PROBLEMS
(A) In the employment scenario, how long has Fatama worked as a machinist at the firm?
(B) Reproduce the lines of the rows from the line containing "in red shirt." through the line containing "[197,100,229,167]", with both of those lines included.

DOCUMENT EXTRACT
Published : 24-Sep,2021  |  Views : 10


Softy Furnishing Ltd (SF) is a small local firm which produces a number of decorative items for the home including cushions, curtains and bed linen. Hoping to bring its brand image up to date, the firm has just employed a new manager, Graham who is well qualified and has some great ideas about how the firm’s products can be recreated to bring a modern feel to the home and how working practices can be brought up to date.

Fatama has been a machinist at the firm for three years and has always enjoyed being allowed to plod along with her work, machining seams on cushions. Graham has brought in some new (very fast equipment) to speed up production but Fatama is refusing to use the machines as she says that as she was trained on more manual machines she should be allowed to continue to use them. Graham introduced training but Fatama did not attend saying she is happy to continue with what she is doing.

Graham also wants to make changes in the warehouse to create a more diverse workforce however when two well qualified women applied for jobs there, Graham was told by senior management not to employ them as it would be better if the firm continued to employ men only in the warehouse as bringing women in might upset the macho dynamics of the group. Joseph, who is a friend of one of the current employees and is homosexual, has also been refused a job at the firm for the same reason of upsetting the macho dynamics of the group.

Sidney also applied for a post in the warehouse however 15 years ago he was sentenced to 6 years in prison for drug smuggling and served 4 years. He has been told that because of his criminal record he will not be appointed. Meanwhile, Sabrina a 40 year old technician has worked for the firm for six years. It has come to light that she was sentenced to 9 weeks imprisonment for possession of cannabis when she was 20. She was rather embarrassed about this when she first applied for the job and so did not reveal it however she has now been told that the firm considers this a betrayal of trust and she has been dismissed for gross misconduct.

Sally who has been employed in the retail shop of the factory for three years was seen leaving the building at the end of her shift with a new cushion under her arm. She was immediately dismissed without pay for gross misconduct.

Graham is also having problems with Bill who, in Graham’s eyes is lazy. Bill has been employed with the firm since September 2016. It has been agreed by senior management that the firm cannot continue to employ staff who do not ‘pull their weight’ and Bill has now been dismissed.

Sylvia who is employed full time on the reception desk has just returned from maternity leave and is struggling to cope with working full time and being a new mother but her request to work part time has been refused.

1 Advise Fatama as to whether she is obliged to use the new equipment and explain the legal situation regarding Sidney and Sabrina

2. Consider the prospects of any claim that may be brought under the Equality Act 2010 regarding Joseph and the two women whose applications for employment were turned down.



1. Whether Fatama is obligated to do what the employer is asking her to do?

RECORDS

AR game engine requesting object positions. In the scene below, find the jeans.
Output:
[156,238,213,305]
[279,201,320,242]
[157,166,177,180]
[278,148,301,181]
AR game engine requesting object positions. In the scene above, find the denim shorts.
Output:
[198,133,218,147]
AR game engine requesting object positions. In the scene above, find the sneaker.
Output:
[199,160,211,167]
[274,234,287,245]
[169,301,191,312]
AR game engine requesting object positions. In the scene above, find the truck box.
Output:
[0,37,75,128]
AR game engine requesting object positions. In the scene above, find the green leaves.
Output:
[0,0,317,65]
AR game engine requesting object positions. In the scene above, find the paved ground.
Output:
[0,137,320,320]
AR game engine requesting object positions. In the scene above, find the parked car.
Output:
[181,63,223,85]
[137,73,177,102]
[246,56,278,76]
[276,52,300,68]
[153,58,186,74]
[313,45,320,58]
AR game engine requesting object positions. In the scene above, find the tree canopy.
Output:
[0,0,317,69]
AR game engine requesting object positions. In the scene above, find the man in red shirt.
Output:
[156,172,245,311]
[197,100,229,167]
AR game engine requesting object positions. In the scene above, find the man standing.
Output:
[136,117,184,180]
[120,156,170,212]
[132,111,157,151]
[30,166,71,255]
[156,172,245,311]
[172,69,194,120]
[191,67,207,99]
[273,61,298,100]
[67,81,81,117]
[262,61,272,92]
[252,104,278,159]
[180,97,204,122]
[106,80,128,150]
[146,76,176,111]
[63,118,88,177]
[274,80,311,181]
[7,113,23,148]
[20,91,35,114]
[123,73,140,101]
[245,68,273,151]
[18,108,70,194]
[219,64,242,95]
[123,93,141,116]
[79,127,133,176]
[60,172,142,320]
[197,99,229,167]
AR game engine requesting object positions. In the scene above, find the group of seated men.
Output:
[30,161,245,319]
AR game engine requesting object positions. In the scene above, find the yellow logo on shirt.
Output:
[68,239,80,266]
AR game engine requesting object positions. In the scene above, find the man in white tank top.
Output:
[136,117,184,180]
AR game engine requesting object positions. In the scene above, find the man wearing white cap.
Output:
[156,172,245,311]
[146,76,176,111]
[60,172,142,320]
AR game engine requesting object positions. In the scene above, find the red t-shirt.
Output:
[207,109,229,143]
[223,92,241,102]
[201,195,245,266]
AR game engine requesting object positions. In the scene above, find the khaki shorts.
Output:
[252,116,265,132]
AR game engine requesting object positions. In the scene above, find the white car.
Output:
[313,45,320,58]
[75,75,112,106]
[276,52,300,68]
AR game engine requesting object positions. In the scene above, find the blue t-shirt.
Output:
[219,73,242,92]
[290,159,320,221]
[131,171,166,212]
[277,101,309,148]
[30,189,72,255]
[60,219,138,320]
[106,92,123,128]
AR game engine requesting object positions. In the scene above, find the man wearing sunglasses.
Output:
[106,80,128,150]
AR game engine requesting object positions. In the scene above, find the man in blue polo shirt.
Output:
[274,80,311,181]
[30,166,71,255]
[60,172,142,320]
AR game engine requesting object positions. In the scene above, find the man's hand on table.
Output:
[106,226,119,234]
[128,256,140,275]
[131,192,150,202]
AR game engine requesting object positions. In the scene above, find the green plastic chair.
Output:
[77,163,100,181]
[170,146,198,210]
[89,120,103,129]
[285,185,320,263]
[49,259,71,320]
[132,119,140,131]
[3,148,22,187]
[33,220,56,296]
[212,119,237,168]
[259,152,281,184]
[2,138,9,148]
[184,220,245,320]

ANSWERS
(A) Three years.

(B)
AR game engine requesting object positions. In the scene above, find the man in red shirt.
Output:
[156,172,245,311]
[197,100,229,167]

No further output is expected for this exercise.